# [EXERCISE REQUIREMENTS]
All the lines below should be set down exactly, with no picture carried into the copy.

** Opening DATA SHOWN block **

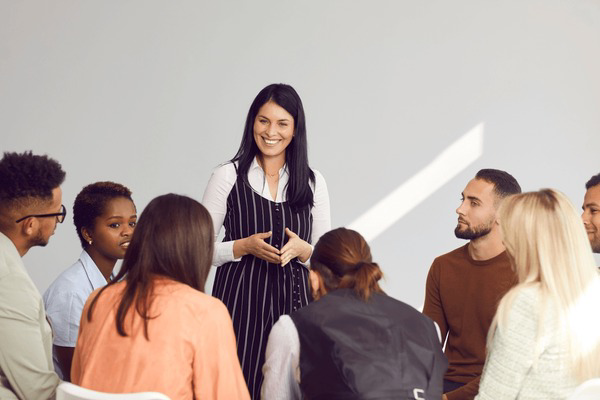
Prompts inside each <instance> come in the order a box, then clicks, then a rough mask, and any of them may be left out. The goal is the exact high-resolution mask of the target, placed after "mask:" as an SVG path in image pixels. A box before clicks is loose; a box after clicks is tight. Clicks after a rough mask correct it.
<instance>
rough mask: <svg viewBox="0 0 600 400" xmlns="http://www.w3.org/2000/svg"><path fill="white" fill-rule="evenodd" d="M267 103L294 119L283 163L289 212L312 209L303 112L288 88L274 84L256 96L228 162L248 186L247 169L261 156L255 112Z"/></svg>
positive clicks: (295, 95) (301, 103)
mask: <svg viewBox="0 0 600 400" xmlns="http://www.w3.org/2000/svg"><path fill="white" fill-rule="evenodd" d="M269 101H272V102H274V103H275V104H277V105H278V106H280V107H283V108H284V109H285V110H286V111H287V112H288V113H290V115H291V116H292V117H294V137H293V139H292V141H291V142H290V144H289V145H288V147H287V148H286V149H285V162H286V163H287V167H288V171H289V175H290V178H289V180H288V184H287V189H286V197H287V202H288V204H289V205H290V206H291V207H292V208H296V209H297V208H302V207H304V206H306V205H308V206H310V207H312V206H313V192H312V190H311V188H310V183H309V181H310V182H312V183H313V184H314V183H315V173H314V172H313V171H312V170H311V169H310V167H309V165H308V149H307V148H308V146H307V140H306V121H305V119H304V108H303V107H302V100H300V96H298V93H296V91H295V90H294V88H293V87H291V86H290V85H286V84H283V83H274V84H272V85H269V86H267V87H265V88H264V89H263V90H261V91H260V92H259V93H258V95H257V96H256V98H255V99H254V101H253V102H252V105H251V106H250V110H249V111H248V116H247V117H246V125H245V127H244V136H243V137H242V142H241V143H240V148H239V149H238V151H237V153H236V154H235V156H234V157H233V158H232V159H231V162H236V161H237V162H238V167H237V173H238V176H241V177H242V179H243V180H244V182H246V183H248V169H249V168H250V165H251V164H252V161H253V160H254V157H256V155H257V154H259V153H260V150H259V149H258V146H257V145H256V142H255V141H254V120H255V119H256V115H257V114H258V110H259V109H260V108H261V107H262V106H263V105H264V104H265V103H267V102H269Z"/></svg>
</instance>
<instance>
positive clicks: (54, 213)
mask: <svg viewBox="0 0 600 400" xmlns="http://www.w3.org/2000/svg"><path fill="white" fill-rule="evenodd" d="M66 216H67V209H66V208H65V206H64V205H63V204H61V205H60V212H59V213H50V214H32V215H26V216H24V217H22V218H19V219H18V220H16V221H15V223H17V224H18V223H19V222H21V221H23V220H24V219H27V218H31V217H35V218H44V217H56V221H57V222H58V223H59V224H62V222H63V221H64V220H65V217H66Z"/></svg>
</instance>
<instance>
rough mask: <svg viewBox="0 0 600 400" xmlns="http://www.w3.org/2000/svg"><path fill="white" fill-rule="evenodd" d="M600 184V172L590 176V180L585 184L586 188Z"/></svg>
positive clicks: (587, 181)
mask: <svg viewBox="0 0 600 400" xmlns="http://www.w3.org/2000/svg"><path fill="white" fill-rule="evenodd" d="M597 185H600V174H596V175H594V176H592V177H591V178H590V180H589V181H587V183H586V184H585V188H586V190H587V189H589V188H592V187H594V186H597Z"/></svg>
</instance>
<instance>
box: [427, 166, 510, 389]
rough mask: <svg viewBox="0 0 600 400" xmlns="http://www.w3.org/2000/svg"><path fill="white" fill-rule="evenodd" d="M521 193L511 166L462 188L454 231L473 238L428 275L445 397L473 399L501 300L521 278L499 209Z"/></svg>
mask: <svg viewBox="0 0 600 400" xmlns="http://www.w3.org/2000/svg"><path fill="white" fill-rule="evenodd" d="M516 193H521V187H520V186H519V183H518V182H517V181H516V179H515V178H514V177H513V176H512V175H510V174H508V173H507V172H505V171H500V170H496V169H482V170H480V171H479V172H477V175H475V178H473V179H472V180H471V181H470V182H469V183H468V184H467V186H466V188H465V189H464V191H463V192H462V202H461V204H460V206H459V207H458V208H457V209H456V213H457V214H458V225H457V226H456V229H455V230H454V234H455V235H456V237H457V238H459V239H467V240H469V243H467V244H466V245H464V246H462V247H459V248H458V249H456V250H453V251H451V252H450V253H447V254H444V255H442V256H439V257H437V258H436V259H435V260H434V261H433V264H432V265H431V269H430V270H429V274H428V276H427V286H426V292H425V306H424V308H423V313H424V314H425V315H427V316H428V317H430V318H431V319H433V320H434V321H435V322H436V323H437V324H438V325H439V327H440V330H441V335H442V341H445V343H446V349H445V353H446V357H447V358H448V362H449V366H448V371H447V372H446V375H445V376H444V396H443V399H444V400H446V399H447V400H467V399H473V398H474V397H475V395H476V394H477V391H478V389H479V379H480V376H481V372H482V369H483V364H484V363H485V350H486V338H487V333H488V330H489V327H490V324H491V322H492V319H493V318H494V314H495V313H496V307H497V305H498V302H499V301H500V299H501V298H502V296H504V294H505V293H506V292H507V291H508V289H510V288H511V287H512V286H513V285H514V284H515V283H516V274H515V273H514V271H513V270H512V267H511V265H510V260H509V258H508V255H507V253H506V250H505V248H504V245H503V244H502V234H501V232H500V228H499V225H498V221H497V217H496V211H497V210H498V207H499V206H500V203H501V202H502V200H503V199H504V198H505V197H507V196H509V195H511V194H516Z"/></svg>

** Closing DATA SHOWN block **

# [EXERCISE RESPONSE]
Prompts inside each <instance> come in the order a box, then clicks, then a rough mask, and any of them may be left out. The goal is the exact high-resolution mask of the target, placed after "mask:" as an SVG path in image pixels. A box before clicks is loose; a box after clicks is tight. Clicks after a rough mask correct it.
<instance>
rough mask: <svg viewBox="0 0 600 400" xmlns="http://www.w3.org/2000/svg"><path fill="white" fill-rule="evenodd" d="M267 103L294 119L283 163L289 212L312 209L303 112L288 88L274 84L256 96L228 162L248 186L247 169L261 156L255 112Z"/></svg>
positive clicks: (295, 95) (301, 103)
mask: <svg viewBox="0 0 600 400" xmlns="http://www.w3.org/2000/svg"><path fill="white" fill-rule="evenodd" d="M269 101H272V102H274V103H275V104H277V105H278V106H280V107H283V108H284V109H285V110H286V111H287V112H288V113H290V115H291V116H292V117H294V137H293V139H292V141H291V142H290V144H289V145H288V147H287V148H286V149H285V162H286V163H287V167H288V171H289V175H290V178H289V180H288V184H287V189H286V197H287V202H288V204H289V205H290V206H291V207H292V208H296V209H297V208H302V207H304V206H306V205H308V206H310V207H312V206H313V192H312V190H311V188H310V183H309V181H310V182H312V183H313V184H314V183H315V173H314V172H313V171H312V170H311V169H310V167H309V165H308V149H307V148H308V146H307V140H306V121H305V119H304V108H303V107H302V100H300V96H298V93H296V91H295V90H294V88H293V87H291V86H290V85H286V84H283V83H274V84H272V85H269V86H267V87H265V88H264V89H263V90H261V91H260V92H259V93H258V95H257V96H256V98H255V99H254V101H253V102H252V105H251V106H250V110H249V111H248V116H247V117H246V125H245V127H244V136H243V137H242V142H241V143H240V148H239V149H238V151H237V153H236V154H235V156H234V157H233V158H232V159H231V162H236V161H237V162H238V167H237V173H238V176H241V177H242V179H243V180H244V182H246V183H248V169H249V168H250V165H251V164H252V161H253V160H254V157H256V155H257V154H259V153H260V150H259V149H258V146H257V145H256V142H255V141H254V120H255V119H256V115H257V114H258V110H259V109H260V108H261V107H262V106H263V105H264V104H265V103H267V102H269Z"/></svg>
</instance>
<instance>
positive clicks: (54, 213)
mask: <svg viewBox="0 0 600 400" xmlns="http://www.w3.org/2000/svg"><path fill="white" fill-rule="evenodd" d="M66 216H67V209H66V208H65V206H64V205H63V204H61V205H60V212H59V213H50V214H32V215H26V216H24V217H22V218H19V219H18V220H16V221H15V223H17V224H18V223H19V222H21V221H23V220H24V219H27V218H31V217H35V218H44V217H56V221H57V222H58V223H59V224H62V222H63V221H64V220H65V217H66Z"/></svg>
</instance>
<instance>
rough mask: <svg viewBox="0 0 600 400" xmlns="http://www.w3.org/2000/svg"><path fill="white" fill-rule="evenodd" d="M600 184V172L590 176V180L585 184L586 188Z"/></svg>
positive clicks: (587, 181)
mask: <svg viewBox="0 0 600 400" xmlns="http://www.w3.org/2000/svg"><path fill="white" fill-rule="evenodd" d="M597 185H600V174H596V175H594V176H592V177H591V178H590V180H589V181H587V183H586V184H585V188H586V190H587V189H589V188H592V187H594V186H597Z"/></svg>
</instance>
<instance>
box: [427, 166, 510, 389]
rough mask: <svg viewBox="0 0 600 400" xmlns="http://www.w3.org/2000/svg"><path fill="white" fill-rule="evenodd" d="M521 193L511 166L462 188L454 231L473 238L428 275L445 397L473 399L501 300L521 278L499 209Z"/></svg>
mask: <svg viewBox="0 0 600 400" xmlns="http://www.w3.org/2000/svg"><path fill="white" fill-rule="evenodd" d="M516 193H521V187H520V186H519V183H518V182H517V181H516V179H515V178H514V177H513V176H512V175H510V174H508V173H507V172H505V171H500V170H496V169H482V170H480V171H479V172H477V175H475V178H473V179H472V180H471V181H470V182H469V183H468V184H467V186H466V188H465V189H464V191H463V192H462V202H461V204H460V206H459V207H458V208H457V209H456V213H457V214H458V225H457V226H456V229H455V230H454V234H455V235H456V237H457V238H459V239H467V240H469V243H467V244H466V245H464V246H462V247H459V248H458V249H456V250H453V251H451V252H450V253H447V254H444V255H442V256H439V257H437V258H436V259H435V260H434V261H433V264H432V265H431V269H430V270H429V274H428V276H427V286H426V292H425V306H424V308H423V313H424V314H425V315H427V316H428V317H430V318H431V319H433V320H434V321H435V322H436V323H437V324H438V325H439V327H440V330H441V335H442V341H445V343H446V349H445V353H446V357H447V358H448V362H449V366H448V371H447V372H446V375H445V376H444V396H443V399H444V400H446V399H447V400H467V399H473V398H474V397H475V395H476V394H477V391H478V389H479V379H480V376H481V372H482V369H483V364H484V363H485V350H486V338H487V333H488V330H489V327H490V324H491V322H492V319H493V318H494V314H495V313H496V307H497V305H498V302H499V301H500V299H501V298H502V296H504V294H505V293H506V292H507V291H508V289H510V288H511V287H512V286H513V285H514V284H515V283H516V274H515V273H514V271H513V270H512V267H511V265H510V260H509V258H508V255H507V253H506V250H505V248H504V245H503V244H502V234H501V232H500V228H499V225H498V221H497V217H496V211H497V210H498V207H499V206H500V203H501V202H502V200H503V199H504V198H505V197H507V196H509V195H511V194H516Z"/></svg>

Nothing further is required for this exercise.